## Short problem 1
From the NXT match review below, set down the passage starting at "Parker wobbles his" and ending at "you CJ Parker.", word for word.
## Short problem 2
Answer these questions from the NXT match review below:
(a) What does Jason Jordan pull off after bouncing into the ring?
(b) With what move does Parker get the win over Jordan?
(c) Who pointed out in the comments that Mojo has a flabby belly?

## Page text
•••

CJ Parker has been off of TV since last October and yet is still the worst thing to ever exist in wrestling. And, I mean, there’s a lot of shit in the history of wrestling. But in a world where Max Moon was a thing, CJ Parker trumps the lot. In fact, to be honest, I don’t even think it’s a bad gimmick – done well, it could be alright. But this is essentially someone having sat in front of Woodstock once and gone ‘yeah, hippies, that’s what they do, they dance funny, don’t wash and take magic mushrooms’. That’s the gimmick. Except without the mushrooms, obviously. It’s messed up even more by the commentary team just constantly saying the most generic hippy things possible on commentary, like ‘CJ Parker wants to spread love everywhere’. Jesus. Jason Jordan, on the flipside, is completely without gimmick beyond ‘athletic dude’, bouncing into the ring and pulling off a standing backflip. He gets put over on commentary with that thing that JBL is constantly saying about Randy Orton – ‘if you built a Superstar from the ground up it would look like *insert name of Superstar here*’ – which…oh, forget it, I don’t even want to talk about how JBL basically has a list of ten things he has to say every show. Although I will provide a JBL bingo card to whoever wants one – ask below and I’ll post it next week.
Parker wobbles his knees before the initial lock up, but it’s Jordan who powers him down to the mat with a rear waistlock take down and gets him into a series of pinning situations. He eventually runs into the ropes and Jordan gets caught up on the top one, having to break the hold. Parker connects with a scissor kick to the jaw and then the facepalm (not the Third Eye, stop trying to make Third Eye happen Tom Phillips) to give him the win.
Fuck you CJ Parker.
Mojo and his super hyped attitude charge the ring and slap hands with the fans, who he is over as rover with. It’s funny, because I don’t think he’s really shown all that much to warrant a big reaction since debuting but he’s incredibly over. I mean, he’s not even had a storyline yet, just turned up and killed people with his arse. Dallas is the most hated man in the WWE today (at least, assuming the NXT Universe is a microcosm of the WWE Universe which…I guess it sort of is and isn’t), as delusional as ever – this match is happening as part of the new Bo Dallas Initiative to give young and hungry talent a chance to shine. I didn’t hear about this on my Bo Dallas newsletters! Sign me up. Sign me up right now. PremiumSaltine pointed out in the comments recently that Mojo has a flabby belly and now it’s all I can notice – he looks like that dude on the beach that thinks he still has ‘it’ but in reality has let himself go a bit. Funny how Ohno supposedly got put in the doghouse for his look and yet here’s Mojo getting pushed despite looking equally, if not more, out of shape around his middle. Then again, the same could be said about Bo Dallas who has pretty much the least muscle definition I’ve ever seen on a man.

•••

## Data extract

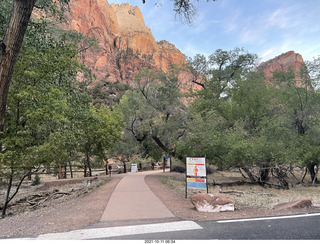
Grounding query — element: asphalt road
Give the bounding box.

•••

## Correct answer 1
Parker wobbles his knees before the initial lock up, but it’s Jordan who powers him down to the mat with a rear waistlock take down and gets him into a series of pinning situations. He eventually runs into the ropes and Jordan gets caught up on the top one, having to break the hold. Parker connects with a scissor kick to the jaw and then the facepalm (not the Third Eye, stop trying to make Third Eye happen Tom Phillips) to give him the win.
Fuck you CJ Parker.

## Correct answer 2
(a) A standing backflip.
(b) The facepalm.
(c) PremiumSaltine.